— BEGIN SUPPLIED RECORDS —

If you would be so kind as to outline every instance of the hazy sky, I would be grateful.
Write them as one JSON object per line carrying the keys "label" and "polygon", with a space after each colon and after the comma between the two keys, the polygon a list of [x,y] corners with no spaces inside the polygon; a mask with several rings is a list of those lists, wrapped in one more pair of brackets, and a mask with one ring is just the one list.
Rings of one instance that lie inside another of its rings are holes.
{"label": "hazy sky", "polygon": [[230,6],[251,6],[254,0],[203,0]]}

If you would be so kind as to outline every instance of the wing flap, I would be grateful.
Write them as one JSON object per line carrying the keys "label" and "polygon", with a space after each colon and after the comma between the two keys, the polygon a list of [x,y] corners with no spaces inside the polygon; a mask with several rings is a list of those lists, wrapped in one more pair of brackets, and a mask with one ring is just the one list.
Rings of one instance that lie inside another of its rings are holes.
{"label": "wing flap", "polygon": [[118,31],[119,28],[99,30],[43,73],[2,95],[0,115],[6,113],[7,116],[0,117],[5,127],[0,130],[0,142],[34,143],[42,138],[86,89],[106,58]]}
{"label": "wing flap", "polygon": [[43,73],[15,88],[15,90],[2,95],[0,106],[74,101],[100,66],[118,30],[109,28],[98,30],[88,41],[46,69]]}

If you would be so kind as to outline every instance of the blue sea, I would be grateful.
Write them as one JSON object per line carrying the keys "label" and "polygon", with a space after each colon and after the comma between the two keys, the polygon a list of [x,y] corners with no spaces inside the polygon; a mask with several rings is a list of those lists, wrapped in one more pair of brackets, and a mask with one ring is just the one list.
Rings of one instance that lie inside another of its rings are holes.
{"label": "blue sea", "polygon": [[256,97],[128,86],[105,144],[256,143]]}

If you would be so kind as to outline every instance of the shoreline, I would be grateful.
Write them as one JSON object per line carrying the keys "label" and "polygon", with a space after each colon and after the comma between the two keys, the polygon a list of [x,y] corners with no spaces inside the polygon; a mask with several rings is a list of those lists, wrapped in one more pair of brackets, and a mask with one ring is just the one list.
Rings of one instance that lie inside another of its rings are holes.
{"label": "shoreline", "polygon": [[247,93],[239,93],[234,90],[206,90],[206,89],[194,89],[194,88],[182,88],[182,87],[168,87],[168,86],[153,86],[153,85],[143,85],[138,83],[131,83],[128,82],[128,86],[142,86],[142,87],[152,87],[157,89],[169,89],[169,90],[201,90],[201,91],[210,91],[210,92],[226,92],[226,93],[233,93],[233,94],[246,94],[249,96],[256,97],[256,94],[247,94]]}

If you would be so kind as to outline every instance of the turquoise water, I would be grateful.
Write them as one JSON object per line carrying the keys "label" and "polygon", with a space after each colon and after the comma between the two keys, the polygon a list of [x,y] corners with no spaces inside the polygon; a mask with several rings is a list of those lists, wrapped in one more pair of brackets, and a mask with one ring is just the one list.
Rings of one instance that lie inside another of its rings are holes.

— END SUPPLIED RECORDS —

DIRECTIONS | Reproduce the data above, swapping "outline" for "trace" and leaving everything else unchanged.

FULL OUTPUT |
If you would be so kind as to trace every instance of the hazy sky, I would be grateful.
Write them as one JSON object per line carrying the keys "label" and "polygon", with a space after each colon and after the comma between the two keys, the polygon a list of [x,y] corners with no spaces inside the polygon; a mask with several rings is a list of those lists, wrapped in one more pair of brackets, and a mask with one ring is just the one list.
Rings of one instance that lie inside another of its rings are holes.
{"label": "hazy sky", "polygon": [[230,6],[251,6],[254,0],[203,0]]}

If you would be so kind as to trace every instance of the wing flap, I would be grateful.
Write them as one JSON object per line carrying the keys "label" and "polygon", with a space after each colon and after the comma between the two keys, the polygon a list of [x,y] corners with no spaces inside the polygon; a mask with several rings is a list of those lists, wrapped in one more pair of brackets, and a mask with one ring is just the one list.
Rings of one instance that lie inside another of its rings are holes.
{"label": "wing flap", "polygon": [[118,31],[119,28],[99,30],[43,73],[2,95],[0,115],[6,113],[7,116],[0,117],[5,127],[0,130],[0,142],[34,143],[42,138],[86,89],[106,58]]}
{"label": "wing flap", "polygon": [[43,73],[15,88],[15,90],[2,95],[0,106],[74,101],[100,66],[118,30],[109,28],[98,30],[88,41],[46,69]]}

If you would be so kind as to trace every instance of the blue sea, I would be grateful.
Write them as one JSON object per line carrying the keys "label" and "polygon", with a space after each colon and after the comma between the two keys, the polygon a list of [x,y] corners with no spaces inside the polygon; a mask with several rings is a list of those lists, wrapped in one more pair of brackets, and a mask with one ring is just the one list.
Rings of one instance that lie inside another of its rings are holes.
{"label": "blue sea", "polygon": [[256,97],[128,86],[105,144],[256,143]]}

If you would be so kind as to trace every instance of the shoreline, I would be grateful.
Write them as one JSON object per line carrying the keys "label" and "polygon", with a space after each colon and after the comma between the two keys, the polygon a list of [x,y] corners with no spaces inside the polygon; a mask with several rings is a list of those lists, wrapped in one more pair of brackets, and a mask with one ring is just the one list.
Rings of one instance that lie inside another of its rings are holes.
{"label": "shoreline", "polygon": [[247,93],[239,93],[234,90],[206,90],[206,89],[194,89],[194,88],[182,88],[182,87],[168,87],[168,86],[153,86],[153,85],[143,85],[138,83],[131,83],[128,82],[128,86],[142,86],[142,87],[152,87],[157,89],[169,89],[169,90],[201,90],[201,91],[210,91],[210,92],[226,92],[226,93],[233,93],[233,94],[246,94],[249,96],[256,97],[256,94],[247,94]]}

If you would be so kind as to trace every instance of the turquoise water, I would be grateful.
Write them as one JSON object per line carrying the keys "label" and "polygon", with a space after each colon and after the comma between the two keys, the polygon a list of [x,y] corners with no spaces inside the polygon; a mask with several rings is a list of those lists, wrapped in one more pair of brackets, and a mask with one ring is just the one list.
Rings of one instance that lie inside another of its rings are holes.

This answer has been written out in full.